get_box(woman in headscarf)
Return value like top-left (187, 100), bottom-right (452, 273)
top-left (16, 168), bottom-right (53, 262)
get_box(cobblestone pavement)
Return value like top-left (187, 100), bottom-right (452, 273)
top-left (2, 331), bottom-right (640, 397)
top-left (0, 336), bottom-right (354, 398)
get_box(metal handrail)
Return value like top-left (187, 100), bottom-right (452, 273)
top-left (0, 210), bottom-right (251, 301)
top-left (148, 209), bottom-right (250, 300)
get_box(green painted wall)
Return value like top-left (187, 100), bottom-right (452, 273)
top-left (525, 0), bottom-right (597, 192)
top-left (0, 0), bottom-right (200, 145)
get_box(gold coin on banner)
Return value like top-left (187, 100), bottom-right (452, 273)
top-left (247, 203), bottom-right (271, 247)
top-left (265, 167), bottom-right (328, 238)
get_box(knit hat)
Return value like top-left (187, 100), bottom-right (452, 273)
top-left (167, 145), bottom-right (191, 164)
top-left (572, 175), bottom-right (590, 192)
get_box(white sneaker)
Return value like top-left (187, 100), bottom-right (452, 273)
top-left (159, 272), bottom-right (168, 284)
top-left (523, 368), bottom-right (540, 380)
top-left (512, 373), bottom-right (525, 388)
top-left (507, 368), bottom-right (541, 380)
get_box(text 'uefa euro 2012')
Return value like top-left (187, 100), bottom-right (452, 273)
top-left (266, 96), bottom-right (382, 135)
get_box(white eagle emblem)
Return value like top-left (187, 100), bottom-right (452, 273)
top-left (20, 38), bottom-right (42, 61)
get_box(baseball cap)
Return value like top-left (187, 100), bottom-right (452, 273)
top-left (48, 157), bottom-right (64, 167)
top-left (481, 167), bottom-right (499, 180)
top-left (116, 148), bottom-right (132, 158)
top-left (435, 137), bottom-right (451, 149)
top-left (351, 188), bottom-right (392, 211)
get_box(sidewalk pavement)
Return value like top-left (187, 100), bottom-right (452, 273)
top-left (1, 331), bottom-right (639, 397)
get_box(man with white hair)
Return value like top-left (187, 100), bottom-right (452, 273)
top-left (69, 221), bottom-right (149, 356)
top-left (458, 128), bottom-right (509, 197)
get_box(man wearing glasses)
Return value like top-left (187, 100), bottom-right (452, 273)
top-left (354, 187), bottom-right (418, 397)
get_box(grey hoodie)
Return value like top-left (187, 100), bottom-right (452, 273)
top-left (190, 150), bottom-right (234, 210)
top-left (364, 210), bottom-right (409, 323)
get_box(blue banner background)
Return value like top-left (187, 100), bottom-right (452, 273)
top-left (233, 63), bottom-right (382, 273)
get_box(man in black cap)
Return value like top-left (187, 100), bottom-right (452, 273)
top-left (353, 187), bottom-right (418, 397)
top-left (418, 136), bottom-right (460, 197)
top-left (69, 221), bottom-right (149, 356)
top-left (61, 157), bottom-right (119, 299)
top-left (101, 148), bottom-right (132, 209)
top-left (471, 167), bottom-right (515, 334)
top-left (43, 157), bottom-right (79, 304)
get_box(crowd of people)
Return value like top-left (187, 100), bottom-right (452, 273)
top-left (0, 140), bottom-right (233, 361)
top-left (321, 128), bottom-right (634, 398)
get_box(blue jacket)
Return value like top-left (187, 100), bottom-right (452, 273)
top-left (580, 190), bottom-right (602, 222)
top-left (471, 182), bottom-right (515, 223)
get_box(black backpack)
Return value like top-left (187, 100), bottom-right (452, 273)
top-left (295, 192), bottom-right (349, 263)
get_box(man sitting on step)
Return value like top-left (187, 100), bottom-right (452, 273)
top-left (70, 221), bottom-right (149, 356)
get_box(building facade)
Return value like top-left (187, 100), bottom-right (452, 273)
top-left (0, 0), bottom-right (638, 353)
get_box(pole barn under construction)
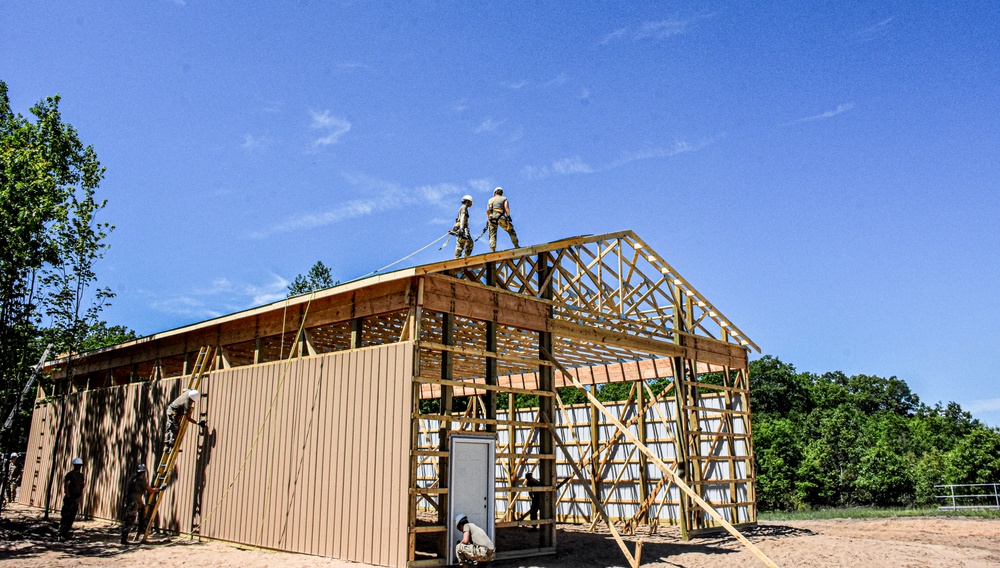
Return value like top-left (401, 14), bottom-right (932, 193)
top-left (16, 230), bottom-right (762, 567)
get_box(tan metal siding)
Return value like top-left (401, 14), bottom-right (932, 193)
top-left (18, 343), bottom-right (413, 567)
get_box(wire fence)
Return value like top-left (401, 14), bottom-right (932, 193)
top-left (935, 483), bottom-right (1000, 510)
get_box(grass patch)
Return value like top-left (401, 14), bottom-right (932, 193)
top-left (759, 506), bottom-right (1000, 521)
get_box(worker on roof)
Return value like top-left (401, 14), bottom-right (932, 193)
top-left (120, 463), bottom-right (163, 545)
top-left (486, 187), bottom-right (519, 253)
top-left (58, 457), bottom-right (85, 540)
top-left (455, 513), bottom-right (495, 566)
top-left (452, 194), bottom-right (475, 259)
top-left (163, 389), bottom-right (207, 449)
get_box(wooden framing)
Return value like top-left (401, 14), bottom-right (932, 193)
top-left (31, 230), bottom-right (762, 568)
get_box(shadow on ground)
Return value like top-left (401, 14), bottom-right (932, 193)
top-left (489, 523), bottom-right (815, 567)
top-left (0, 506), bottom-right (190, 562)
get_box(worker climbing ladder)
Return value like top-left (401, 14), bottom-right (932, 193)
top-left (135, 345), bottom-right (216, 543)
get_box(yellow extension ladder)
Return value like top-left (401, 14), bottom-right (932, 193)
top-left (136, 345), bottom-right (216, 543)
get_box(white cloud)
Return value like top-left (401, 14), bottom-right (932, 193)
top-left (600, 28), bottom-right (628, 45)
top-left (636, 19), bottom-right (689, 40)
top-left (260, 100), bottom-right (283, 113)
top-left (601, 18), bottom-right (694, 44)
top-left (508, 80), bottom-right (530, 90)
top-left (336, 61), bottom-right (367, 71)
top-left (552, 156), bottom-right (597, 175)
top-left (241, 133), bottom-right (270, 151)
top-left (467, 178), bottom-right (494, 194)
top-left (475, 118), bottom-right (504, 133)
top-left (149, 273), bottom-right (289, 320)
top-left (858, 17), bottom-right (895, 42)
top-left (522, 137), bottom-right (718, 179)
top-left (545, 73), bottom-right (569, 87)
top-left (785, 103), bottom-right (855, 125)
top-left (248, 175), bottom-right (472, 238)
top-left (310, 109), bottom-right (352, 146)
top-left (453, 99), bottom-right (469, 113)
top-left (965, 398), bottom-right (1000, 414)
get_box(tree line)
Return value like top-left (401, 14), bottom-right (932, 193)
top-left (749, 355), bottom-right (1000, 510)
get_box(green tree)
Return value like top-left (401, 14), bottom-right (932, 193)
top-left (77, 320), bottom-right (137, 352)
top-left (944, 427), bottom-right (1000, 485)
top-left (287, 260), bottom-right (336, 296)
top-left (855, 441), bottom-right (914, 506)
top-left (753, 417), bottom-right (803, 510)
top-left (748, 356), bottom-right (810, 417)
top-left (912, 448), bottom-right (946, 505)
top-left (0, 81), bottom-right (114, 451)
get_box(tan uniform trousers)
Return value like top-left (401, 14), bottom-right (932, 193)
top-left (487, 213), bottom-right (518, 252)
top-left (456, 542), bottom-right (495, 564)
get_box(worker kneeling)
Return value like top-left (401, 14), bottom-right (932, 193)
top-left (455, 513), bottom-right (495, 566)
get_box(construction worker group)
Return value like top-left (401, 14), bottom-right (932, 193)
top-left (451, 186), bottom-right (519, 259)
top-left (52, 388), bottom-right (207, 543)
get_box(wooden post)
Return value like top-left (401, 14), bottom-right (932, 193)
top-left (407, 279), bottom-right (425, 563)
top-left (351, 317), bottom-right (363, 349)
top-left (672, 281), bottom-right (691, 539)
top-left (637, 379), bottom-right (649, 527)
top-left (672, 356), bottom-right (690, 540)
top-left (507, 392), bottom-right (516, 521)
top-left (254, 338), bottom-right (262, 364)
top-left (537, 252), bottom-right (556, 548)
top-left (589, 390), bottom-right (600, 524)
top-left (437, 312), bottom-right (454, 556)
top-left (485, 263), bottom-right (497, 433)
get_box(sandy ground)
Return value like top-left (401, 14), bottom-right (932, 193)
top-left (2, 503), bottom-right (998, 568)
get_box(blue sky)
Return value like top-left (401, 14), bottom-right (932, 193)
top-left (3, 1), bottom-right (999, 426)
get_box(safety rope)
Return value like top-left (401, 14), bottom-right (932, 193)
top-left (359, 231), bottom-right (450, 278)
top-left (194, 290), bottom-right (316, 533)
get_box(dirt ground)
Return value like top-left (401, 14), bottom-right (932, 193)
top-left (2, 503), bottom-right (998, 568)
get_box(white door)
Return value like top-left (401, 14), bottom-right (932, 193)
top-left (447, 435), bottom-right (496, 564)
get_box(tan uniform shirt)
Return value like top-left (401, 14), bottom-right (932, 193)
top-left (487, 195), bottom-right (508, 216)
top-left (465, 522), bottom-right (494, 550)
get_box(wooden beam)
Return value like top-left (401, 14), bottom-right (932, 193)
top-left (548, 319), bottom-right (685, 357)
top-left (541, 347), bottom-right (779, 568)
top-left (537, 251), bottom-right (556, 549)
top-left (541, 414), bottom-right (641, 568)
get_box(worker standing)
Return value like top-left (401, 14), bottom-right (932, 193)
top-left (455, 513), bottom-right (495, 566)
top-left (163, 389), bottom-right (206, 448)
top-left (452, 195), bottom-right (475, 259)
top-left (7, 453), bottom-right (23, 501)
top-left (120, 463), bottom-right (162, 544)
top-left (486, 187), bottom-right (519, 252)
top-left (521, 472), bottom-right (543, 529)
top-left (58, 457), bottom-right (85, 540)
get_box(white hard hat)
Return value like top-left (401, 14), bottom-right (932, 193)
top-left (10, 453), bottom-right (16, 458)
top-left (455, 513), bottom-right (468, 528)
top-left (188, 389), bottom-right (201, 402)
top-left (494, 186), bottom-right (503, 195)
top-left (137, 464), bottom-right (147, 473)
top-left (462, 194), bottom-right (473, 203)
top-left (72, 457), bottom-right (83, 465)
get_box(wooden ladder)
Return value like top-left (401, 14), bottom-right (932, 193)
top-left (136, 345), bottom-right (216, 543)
____
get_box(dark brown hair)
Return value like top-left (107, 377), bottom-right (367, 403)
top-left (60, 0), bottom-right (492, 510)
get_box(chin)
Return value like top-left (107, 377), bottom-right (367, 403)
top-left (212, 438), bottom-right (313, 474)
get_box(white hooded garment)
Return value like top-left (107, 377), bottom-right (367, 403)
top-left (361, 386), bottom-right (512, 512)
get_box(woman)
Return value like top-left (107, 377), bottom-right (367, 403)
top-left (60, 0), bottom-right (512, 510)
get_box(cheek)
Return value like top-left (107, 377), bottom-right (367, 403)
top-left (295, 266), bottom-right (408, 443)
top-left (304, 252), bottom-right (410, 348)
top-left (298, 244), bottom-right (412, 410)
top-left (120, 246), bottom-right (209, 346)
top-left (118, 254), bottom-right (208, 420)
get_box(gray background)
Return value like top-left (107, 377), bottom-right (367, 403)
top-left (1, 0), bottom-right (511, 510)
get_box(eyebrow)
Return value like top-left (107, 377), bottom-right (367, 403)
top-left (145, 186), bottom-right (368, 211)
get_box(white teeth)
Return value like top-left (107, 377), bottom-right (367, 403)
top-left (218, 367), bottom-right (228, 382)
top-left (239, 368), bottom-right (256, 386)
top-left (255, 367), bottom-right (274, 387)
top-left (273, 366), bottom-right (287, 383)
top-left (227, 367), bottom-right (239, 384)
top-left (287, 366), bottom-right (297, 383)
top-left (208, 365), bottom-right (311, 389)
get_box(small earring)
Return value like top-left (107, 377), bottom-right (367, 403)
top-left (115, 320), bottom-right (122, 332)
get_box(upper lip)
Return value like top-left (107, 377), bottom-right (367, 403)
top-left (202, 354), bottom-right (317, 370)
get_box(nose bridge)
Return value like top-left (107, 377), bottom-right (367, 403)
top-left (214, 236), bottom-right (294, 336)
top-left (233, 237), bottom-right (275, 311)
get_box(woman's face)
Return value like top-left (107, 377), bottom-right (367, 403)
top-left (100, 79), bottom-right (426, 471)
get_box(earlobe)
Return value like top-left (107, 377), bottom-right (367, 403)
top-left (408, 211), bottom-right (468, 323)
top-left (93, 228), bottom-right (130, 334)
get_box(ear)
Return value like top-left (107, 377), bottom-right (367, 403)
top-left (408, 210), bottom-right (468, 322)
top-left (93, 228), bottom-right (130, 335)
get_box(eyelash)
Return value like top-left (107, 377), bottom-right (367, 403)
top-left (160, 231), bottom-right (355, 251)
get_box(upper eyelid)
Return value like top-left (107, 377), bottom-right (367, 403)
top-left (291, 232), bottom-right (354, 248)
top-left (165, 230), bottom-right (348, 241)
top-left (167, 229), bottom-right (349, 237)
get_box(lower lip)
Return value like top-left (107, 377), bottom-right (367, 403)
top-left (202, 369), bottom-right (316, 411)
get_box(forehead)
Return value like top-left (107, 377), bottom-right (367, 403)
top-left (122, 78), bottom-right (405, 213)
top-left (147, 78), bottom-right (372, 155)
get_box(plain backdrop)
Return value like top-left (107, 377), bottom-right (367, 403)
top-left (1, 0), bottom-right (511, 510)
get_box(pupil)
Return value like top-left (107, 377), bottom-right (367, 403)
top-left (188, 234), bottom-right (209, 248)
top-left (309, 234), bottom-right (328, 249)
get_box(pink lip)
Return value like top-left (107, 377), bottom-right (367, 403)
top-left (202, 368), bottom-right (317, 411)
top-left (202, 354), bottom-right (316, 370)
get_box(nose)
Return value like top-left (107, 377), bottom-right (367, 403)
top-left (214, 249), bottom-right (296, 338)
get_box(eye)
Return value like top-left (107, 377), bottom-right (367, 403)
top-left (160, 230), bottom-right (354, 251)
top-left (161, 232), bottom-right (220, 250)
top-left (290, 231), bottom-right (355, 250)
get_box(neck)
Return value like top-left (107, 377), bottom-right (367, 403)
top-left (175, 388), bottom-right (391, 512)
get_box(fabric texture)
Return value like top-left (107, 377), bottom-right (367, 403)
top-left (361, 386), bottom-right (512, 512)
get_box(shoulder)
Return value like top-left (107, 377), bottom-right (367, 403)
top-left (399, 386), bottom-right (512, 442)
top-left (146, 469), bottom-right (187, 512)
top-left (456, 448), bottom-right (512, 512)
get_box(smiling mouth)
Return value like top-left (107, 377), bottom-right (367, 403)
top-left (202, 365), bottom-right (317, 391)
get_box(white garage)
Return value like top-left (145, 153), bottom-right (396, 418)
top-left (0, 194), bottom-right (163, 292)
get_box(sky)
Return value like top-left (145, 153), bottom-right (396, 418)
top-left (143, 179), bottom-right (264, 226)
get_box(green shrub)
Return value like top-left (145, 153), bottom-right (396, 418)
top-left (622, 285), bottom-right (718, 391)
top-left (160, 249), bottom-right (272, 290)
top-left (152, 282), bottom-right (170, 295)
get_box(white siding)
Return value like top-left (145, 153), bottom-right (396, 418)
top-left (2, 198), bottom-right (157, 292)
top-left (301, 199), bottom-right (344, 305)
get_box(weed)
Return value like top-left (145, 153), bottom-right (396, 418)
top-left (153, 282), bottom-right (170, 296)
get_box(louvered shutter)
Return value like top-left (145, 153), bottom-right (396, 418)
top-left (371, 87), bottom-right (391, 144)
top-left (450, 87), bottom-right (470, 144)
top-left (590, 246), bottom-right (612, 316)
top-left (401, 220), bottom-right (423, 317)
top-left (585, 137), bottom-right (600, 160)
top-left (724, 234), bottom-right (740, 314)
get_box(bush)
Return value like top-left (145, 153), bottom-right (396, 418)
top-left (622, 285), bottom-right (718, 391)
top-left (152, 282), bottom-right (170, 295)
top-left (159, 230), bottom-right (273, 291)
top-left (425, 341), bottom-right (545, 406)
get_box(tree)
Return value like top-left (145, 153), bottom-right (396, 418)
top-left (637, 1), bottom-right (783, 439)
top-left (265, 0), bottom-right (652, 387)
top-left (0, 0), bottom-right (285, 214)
____
PROBLEM DETAILS: There is a run of lines above from the one with "get_box(worker kneeling)" to the one with "get_box(wooden post)"; print exactly that run, both ends included, and nothing else.

OUTPUT FOR THIS EXERCISE:
get_box(worker kneeling)
Return value like top-left (401, 14), bottom-right (932, 193)
top-left (455, 513), bottom-right (495, 566)
get_box(construction worker group)
Return value like top-left (401, 14), bottom-right (932, 193)
top-left (451, 186), bottom-right (519, 259)
top-left (52, 388), bottom-right (207, 543)
get_box(wooden post)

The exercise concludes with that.